[Image point annotation data]
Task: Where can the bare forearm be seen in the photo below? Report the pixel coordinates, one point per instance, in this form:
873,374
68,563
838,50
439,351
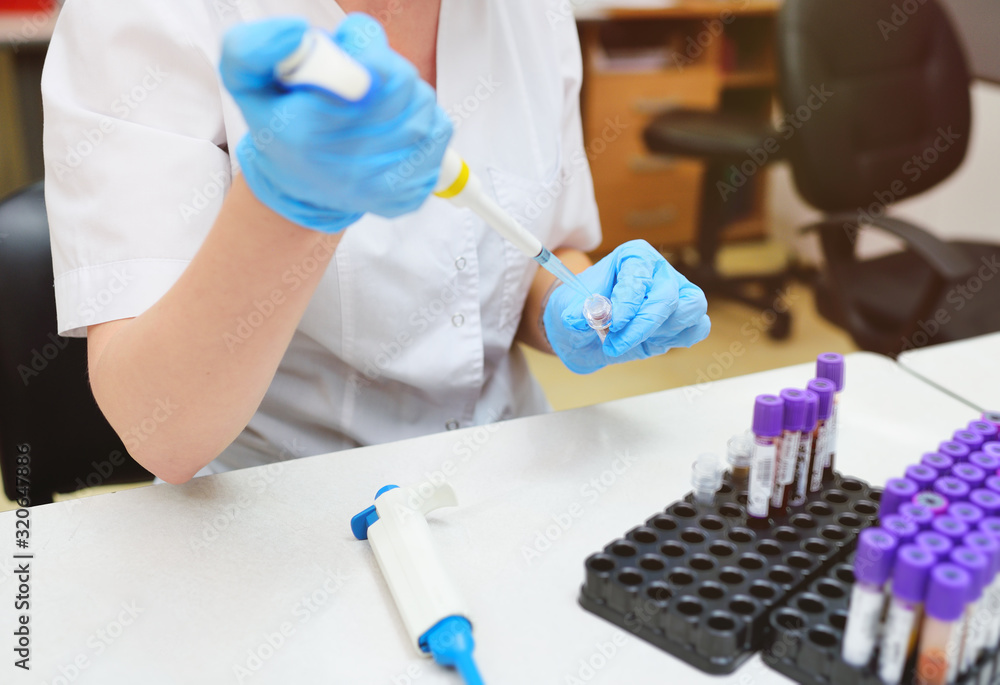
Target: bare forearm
180,381
530,330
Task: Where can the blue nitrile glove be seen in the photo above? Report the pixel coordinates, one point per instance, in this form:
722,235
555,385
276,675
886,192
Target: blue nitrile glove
318,159
653,308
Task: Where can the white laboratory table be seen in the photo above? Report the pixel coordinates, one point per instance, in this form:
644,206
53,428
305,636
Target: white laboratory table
187,584
968,369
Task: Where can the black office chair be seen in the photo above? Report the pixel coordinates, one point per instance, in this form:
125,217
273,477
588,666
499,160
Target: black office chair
896,124
46,406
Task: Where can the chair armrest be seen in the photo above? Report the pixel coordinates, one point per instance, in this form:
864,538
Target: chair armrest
948,261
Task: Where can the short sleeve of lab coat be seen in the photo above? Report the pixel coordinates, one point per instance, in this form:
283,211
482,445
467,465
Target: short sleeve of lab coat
136,164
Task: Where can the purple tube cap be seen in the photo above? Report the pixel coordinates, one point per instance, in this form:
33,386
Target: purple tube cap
955,450
947,584
987,462
825,390
876,551
987,500
902,528
951,487
898,491
767,415
919,514
923,475
795,409
938,461
967,512
910,574
950,526
976,564
939,545
830,366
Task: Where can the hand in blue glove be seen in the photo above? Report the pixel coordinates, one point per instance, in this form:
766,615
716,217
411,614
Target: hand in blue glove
653,308
318,159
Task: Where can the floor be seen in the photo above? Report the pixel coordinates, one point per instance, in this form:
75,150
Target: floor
736,346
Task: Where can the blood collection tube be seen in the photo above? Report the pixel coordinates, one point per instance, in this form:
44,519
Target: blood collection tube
972,475
955,450
978,567
955,489
934,502
897,492
924,476
830,366
788,450
902,528
738,453
988,546
938,545
987,500
872,565
910,572
767,423
937,461
820,467
987,462
971,439
803,460
919,514
941,632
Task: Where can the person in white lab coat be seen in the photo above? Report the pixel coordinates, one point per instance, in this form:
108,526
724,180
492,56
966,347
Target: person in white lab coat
254,292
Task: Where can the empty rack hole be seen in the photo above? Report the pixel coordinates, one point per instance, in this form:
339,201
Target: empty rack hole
811,604
681,578
651,563
630,578
643,536
712,523
804,521
702,563
662,522
782,576
673,549
684,510
721,622
722,549
819,509
850,520
623,549
741,535
822,637
601,564
693,536
866,508
732,576
835,496
730,510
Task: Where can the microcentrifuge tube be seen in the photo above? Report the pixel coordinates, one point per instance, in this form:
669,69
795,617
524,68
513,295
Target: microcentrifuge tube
597,312
706,478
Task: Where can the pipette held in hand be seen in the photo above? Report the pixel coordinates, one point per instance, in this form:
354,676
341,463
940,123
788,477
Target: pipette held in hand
318,62
434,615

■ **Instruction**
Please retype every line of the data above with no changes at all, leaving out the pictures.

■ **Response to this task**
Task: Where can the bare forearm be seen in the photo below? Report the pixel coordinates, one point per instance, in this form:
873,374
68,563
838,50
439,351
Target: bare forearm
180,381
530,330
Task: Where can the blue nitrile glove be seen in the photo above? Report the pixel coordinates, one point per instance, in this form:
722,235
555,385
276,675
886,192
Target: blue nitrile glove
318,159
653,308
Task: Where can the white laboratory table be seen in the photo above? Report the pixel coordinates, one point per instance, in this form:
644,206
53,428
305,636
Target: white laboratory table
187,584
968,369
Task: Where can the black office chair be seen in the photo above? Report the pixel coordinates, one point per instance, in this form:
125,217
273,477
588,666
499,160
Target: black office chair
896,124
46,406
Task: Where can the chair armrest be seen in the photo above? Report the pixel coordinates, one point per instance, in this form:
864,538
Target: chair armrest
948,261
Task: Where can the short sleeve of lab coat be seen in the photo above? Report the pixel coordinates, one point per instance, in this form:
283,211
482,445
467,465
Target: short sleeve of lab coat
136,164
Task: Where can the purple tube cap be seen in the photo above? Report the pixel coordinates, one point per instance, in this form:
33,386
Target: purple tube cap
955,450
947,584
987,462
825,390
876,551
987,500
902,528
951,487
898,491
767,415
919,514
923,475
795,409
938,461
967,512
910,574
950,526
976,564
939,545
830,366
Task: Where can the hand in blue glove be seen in the photo above? Report the pixel coordinates, one point per instance, in this form:
766,615
716,217
411,614
Target: hand in blue glove
653,308
318,159
Task: Where can the floor be seen in the photo above? Report the pixel coordinates, one point per instance, in this form:
75,150
Target: floor
736,346
Task: Where can the blood collection tube be seen in the photo above? Report the pixel coordinates, one point per instance, in this form:
44,519
Target: blood collection tube
972,475
955,450
978,567
955,489
934,502
897,492
924,476
830,366
788,450
902,528
738,453
988,546
938,545
987,500
872,565
910,572
767,423
937,461
820,467
987,462
971,439
803,460
919,514
941,632
Task: Where can the person in white lab coat be seen in the photo above? Report the pixel coordinates, one point per instance, in this form:
108,526
724,180
492,56
966,347
Target: person in white lab coat
254,292
Task: Where can the empty rack hole be seen in the photo above? Report the pixel coordinates, one point per instance, in this form:
339,201
Target: empty rack hole
811,604
681,578
651,563
630,578
643,536
712,523
804,521
702,563
662,522
782,576
673,549
684,510
721,622
722,549
819,509
850,520
623,549
741,535
822,637
601,564
693,536
866,508
732,576
835,496
730,510
Task: Where can the microcentrifuge tube be seen in the photo above? Report the pixel coordinates, one point per instance, in this form:
669,69
795,617
524,68
513,295
Target: microcentrifuge tube
597,312
706,478
Task: Where can the pipette held in hand be seen in the photo above? Report the pixel coordinates, one point per instance, in this form:
354,676
341,463
940,123
788,477
Target: pipette held in hand
318,62
434,615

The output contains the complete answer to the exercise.